[Part of a data file]

########

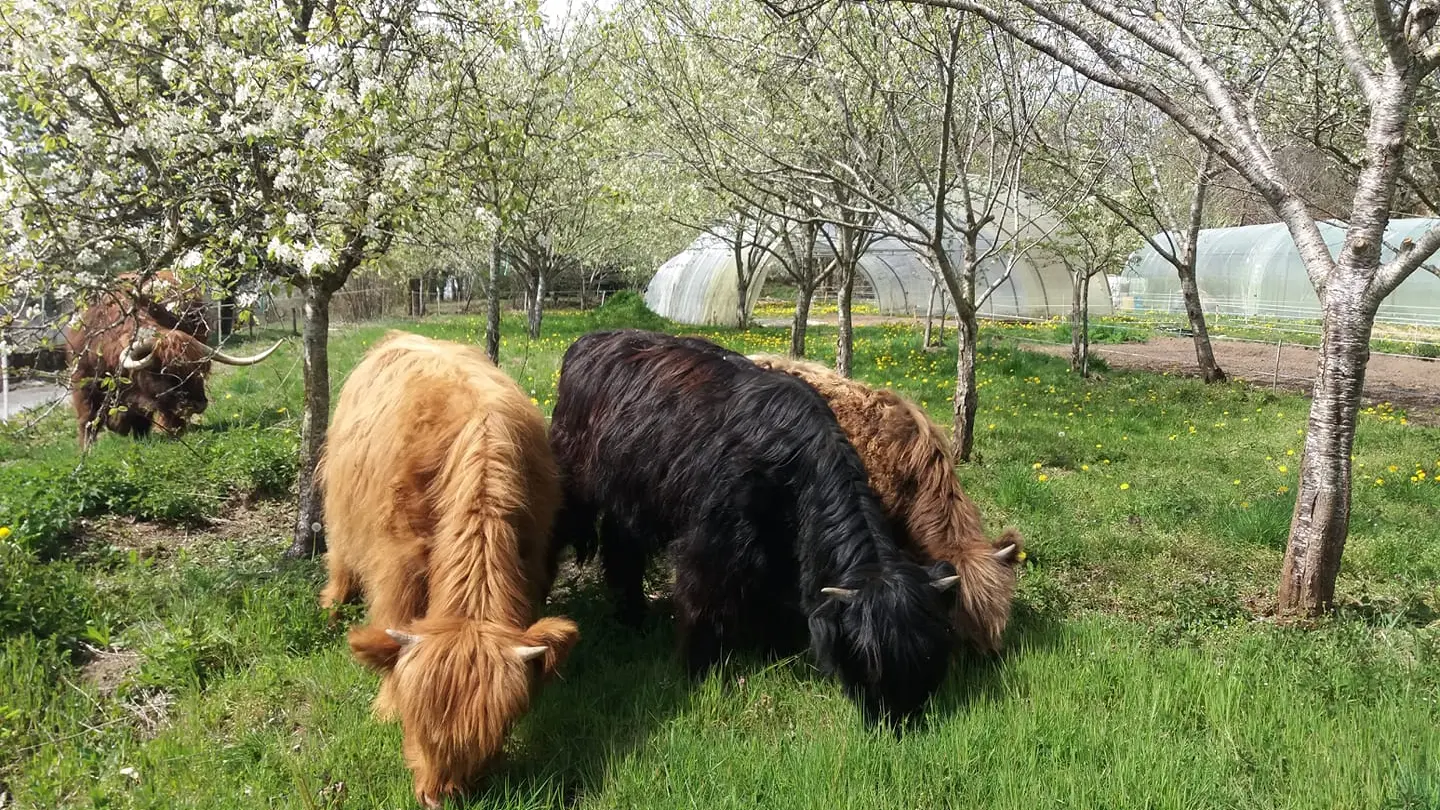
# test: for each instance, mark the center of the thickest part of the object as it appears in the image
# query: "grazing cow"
(913, 472)
(748, 479)
(439, 496)
(167, 301)
(134, 371)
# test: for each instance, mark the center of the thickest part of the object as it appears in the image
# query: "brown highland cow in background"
(912, 470)
(439, 496)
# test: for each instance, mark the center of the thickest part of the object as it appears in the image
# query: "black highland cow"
(763, 503)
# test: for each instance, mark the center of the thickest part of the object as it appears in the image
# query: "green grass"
(1141, 672)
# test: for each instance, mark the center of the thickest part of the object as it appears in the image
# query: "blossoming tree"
(291, 137)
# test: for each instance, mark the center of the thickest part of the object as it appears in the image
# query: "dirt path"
(1404, 382)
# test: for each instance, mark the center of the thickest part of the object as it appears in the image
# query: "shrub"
(624, 310)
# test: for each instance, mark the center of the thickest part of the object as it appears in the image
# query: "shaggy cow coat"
(137, 365)
(771, 523)
(912, 470)
(439, 497)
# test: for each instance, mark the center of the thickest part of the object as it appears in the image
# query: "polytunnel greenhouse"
(699, 284)
(1256, 271)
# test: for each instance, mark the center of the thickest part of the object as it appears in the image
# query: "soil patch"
(1404, 382)
(239, 521)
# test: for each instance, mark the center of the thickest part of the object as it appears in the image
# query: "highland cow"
(134, 372)
(763, 505)
(439, 495)
(913, 472)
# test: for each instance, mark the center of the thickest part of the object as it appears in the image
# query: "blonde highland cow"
(439, 495)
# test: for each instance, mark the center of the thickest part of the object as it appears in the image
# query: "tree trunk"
(742, 287)
(536, 307)
(1190, 291)
(1085, 327)
(226, 322)
(966, 397)
(310, 532)
(844, 336)
(1321, 519)
(493, 306)
(929, 314)
(801, 322)
(1077, 286)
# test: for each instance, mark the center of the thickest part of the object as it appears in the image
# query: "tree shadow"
(617, 688)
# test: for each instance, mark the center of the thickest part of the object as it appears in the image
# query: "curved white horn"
(232, 361)
(403, 639)
(127, 356)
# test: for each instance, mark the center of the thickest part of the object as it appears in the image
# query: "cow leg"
(624, 558)
(714, 580)
(87, 412)
(340, 588)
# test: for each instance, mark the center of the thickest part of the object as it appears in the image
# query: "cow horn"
(403, 639)
(530, 653)
(146, 350)
(232, 361)
(945, 582)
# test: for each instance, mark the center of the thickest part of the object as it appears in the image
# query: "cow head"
(457, 685)
(169, 369)
(889, 675)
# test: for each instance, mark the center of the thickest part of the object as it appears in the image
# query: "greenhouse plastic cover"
(1256, 271)
(699, 284)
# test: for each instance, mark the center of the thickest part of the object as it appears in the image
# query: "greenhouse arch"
(699, 284)
(1254, 271)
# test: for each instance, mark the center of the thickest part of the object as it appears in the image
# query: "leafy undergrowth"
(157, 653)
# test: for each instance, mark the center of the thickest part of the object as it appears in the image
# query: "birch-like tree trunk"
(493, 304)
(804, 296)
(1080, 323)
(742, 281)
(1321, 519)
(310, 528)
(536, 310)
(844, 335)
(929, 314)
(966, 397)
(1210, 371)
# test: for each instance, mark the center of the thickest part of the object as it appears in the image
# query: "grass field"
(1142, 666)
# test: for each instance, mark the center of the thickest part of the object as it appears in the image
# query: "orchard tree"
(1224, 72)
(294, 139)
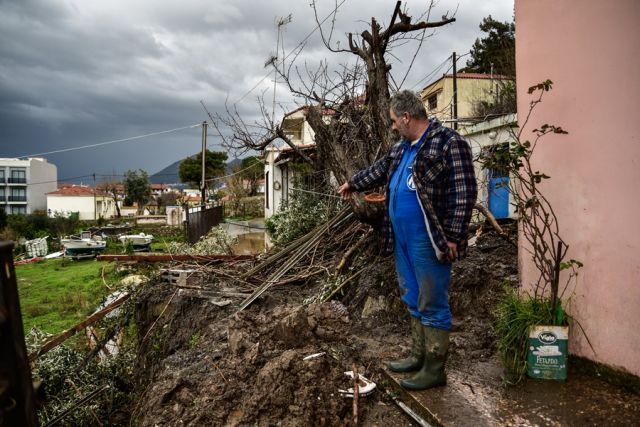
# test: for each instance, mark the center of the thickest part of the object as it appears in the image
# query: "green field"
(56, 294)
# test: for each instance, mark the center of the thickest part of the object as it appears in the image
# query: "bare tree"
(347, 109)
(113, 189)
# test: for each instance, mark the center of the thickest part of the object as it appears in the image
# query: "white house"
(88, 202)
(492, 187)
(25, 183)
(278, 176)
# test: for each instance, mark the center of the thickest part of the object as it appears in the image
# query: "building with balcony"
(24, 184)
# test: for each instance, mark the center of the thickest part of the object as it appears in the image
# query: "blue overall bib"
(424, 281)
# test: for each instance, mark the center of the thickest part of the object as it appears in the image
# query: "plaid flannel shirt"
(445, 182)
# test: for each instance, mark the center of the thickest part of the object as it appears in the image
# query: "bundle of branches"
(324, 250)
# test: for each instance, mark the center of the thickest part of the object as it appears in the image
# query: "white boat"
(84, 245)
(139, 241)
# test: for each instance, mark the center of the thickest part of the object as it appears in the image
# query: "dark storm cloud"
(75, 73)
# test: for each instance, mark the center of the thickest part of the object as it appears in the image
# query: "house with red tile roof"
(472, 89)
(89, 203)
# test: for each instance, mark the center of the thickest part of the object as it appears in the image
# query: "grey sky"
(77, 72)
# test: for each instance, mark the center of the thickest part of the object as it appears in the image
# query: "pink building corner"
(592, 55)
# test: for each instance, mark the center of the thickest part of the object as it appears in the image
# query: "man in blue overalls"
(430, 190)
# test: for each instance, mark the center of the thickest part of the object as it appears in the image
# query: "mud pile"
(203, 364)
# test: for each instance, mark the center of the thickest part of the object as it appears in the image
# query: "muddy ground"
(201, 363)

########

WHAT NEEDS TO BE DONE =
Repeat the data above exactly, but not the pictures.

SOLUTION TO THIS PROBLEM =
# test: for each instance, mark the center of the thickest part of the object as it appears in the image
# query: "grazing cow"
(913, 472)
(748, 479)
(439, 496)
(167, 301)
(134, 371)
# test: for each instance, mark the center of the thickest part of the object as it appears in the image
# query: "brown highland cow in background"
(912, 470)
(439, 496)
# test: for each instance, mark the center of the thickest part of the object as it appears in the image
# query: "black highland cow"
(763, 503)
# test: for each instance, mark the center of the thickest part of the object as it appears in the image
# query: "green grass"
(1141, 672)
# test: for each instance, mark the center of the thickest part of the object as it appears in the image
# query: "blossoming tree"
(291, 137)
# test: for each instance, mark the center of the thickest part of the object as it appears in the image
# query: "dirt path"
(1404, 382)
# test: for each instance, mark the center of the thickest part of the object as it appears in the image
# query: "shrub"
(624, 310)
# test: for each instance, mark the center of the thickest part of the object as it appears in the image
# query: "shaggy cow coat"
(137, 365)
(771, 523)
(912, 470)
(439, 497)
# test: for each instance, mark the center of the thickest part of the object as it appears in the image
# query: "polytunnel greenhouse"
(699, 284)
(1256, 271)
# test: for each instance, mark the center of the thickest part of the object as it appears in the image
# query: "soil patch"
(1404, 382)
(239, 521)
# test: for each instance, mark the center of the thickest part of the object as it appears in the image
# query: "highland cow"
(134, 372)
(763, 505)
(439, 495)
(913, 472)
# test: for each instance, mark the center of the thickest part of the object as it appears in the image
# query: "blonde highland cow"
(439, 495)
# test: for each instance, mark the center of the thickest part of the object as it appears in the image
# query: "tree trunk"
(742, 287)
(536, 307)
(1190, 291)
(1085, 327)
(226, 322)
(966, 397)
(310, 532)
(844, 336)
(1321, 519)
(493, 306)
(929, 314)
(801, 322)
(1077, 286)
# test: for each instance, mark the center of the thickest part of the object as it appears in the image
# query: "tree shadow"
(617, 688)
# test: for each instance, mark the center of the thickest part of the object as it appears in the image
# query: "curved white horn"
(232, 361)
(403, 639)
(127, 356)
# test: for each instance, mark the center of the thickest part of the object as it appears in the image
# query: "cow leg"
(624, 558)
(714, 580)
(87, 412)
(340, 588)
# test: for each instance, mark the center of the thickest part of the object as it appears in the image
# query: "cow horn"
(403, 639)
(530, 653)
(146, 350)
(232, 361)
(945, 582)
# test: for each instance, mark the center of the thickest part of the object as it appears in the image
# query: "cow head"
(457, 685)
(169, 369)
(889, 675)
# test: for each instance, mark the center of the thickest part of the object as it appears in the image
# query: "greenhouse plastic cover"
(1256, 271)
(699, 284)
# test: for each instance, mark the center of the thickest part of the object as it appears in the image
# query: "greenhouse arch"
(699, 284)
(1254, 271)
# test: for each instance, mark the center of the thickest part of the object as it appears in the image
# query: "leafy undergrowth"
(157, 653)
# test: for each instance, mark the center of the thickest part of the object as it appears in the image
# query: "birch-like tree trunk"
(493, 304)
(804, 296)
(1080, 323)
(742, 281)
(1321, 519)
(310, 528)
(536, 310)
(844, 335)
(929, 314)
(966, 397)
(1210, 371)
# test: for each instance, mark the center of the thickest part of the object as it appears in the image
# query: "grass field"
(1142, 666)
# test: for each instance, mark the center of the thickest part of the object as it appears in the image
# query: "orchard tree"
(1224, 72)
(294, 139)
# test: for each instance, mark the center of the thickest part of the object as it appears in the image
# query: "green field"
(56, 294)
# test: for each instance, mark the center of the thickest part of the object as it appears in the image
# query: "bare tree"
(347, 109)
(113, 189)
# test: for each instance, mark the center of the thickest part of the object as it appears in the image
# query: "white house"
(88, 202)
(492, 187)
(25, 183)
(278, 176)
# test: for each instance, mark the center of the thickest part of the object as it appears in the image
# query: "building with balcony"
(24, 184)
# test: for each instance, mark the center of the thickest part of the object as it appears in the image
# query: "blue overall bib"
(424, 281)
# test: for each instance, mark the center of the thickest part of the object as it appears in the image
# query: "plaid flannel shirt"
(445, 182)
# test: for each instance, mark the center of the thickest part of the object as it appears in the image
# query: "bundle of branches"
(324, 250)
# test: for each instance, mark the center of the thickest part of the object as it appears in the image
# query: "white boat"
(84, 245)
(139, 241)
# test: for each instance, mark the center of the thickest part of the object as it appears in the image
# query: "dark storm cloud"
(75, 73)
# test: for each instance, mark the center of the thickest part of the object as it appears in the image
# query: "house with red tile roof"
(472, 89)
(89, 203)
# test: for each instance, mark the center of the thickest part of the object as it appears in the image
# query: "grey sky"
(77, 72)
# test: for each instance, mark the center of the thickest part of the object as it appears in the image
# query: "pink building corner"
(592, 55)
# test: for each instance, mark the center of the thickest part of the object as it appears in the image
# query: "man in blue overalls"
(430, 190)
# test: for each instance, mark the center of the thickest part of the object as it appears in the image
# query: "mud pile"
(203, 364)
# test: for each instance, mark the center of the thickest part of the object as it appears in the image
# query: "muddy ground"
(201, 363)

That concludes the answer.